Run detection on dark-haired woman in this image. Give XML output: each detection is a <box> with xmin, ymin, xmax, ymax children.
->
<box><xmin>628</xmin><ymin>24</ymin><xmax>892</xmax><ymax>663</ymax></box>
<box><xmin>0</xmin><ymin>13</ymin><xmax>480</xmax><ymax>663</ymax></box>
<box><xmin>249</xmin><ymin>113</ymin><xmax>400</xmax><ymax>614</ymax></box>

_ _ _

Do this:
Convert every line of the material above into a numbered list, leaving out any blank lines.

Response to this task:
1. Run detection on dark-haired woman in this image. Give XML output: each detection is a <box> with xmin, ymin, xmax, ymax children.
2. ->
3. <box><xmin>628</xmin><ymin>24</ymin><xmax>892</xmax><ymax>663</ymax></box>
4. <box><xmin>0</xmin><ymin>13</ymin><xmax>480</xmax><ymax>663</ymax></box>
5. <box><xmin>249</xmin><ymin>113</ymin><xmax>400</xmax><ymax>614</ymax></box>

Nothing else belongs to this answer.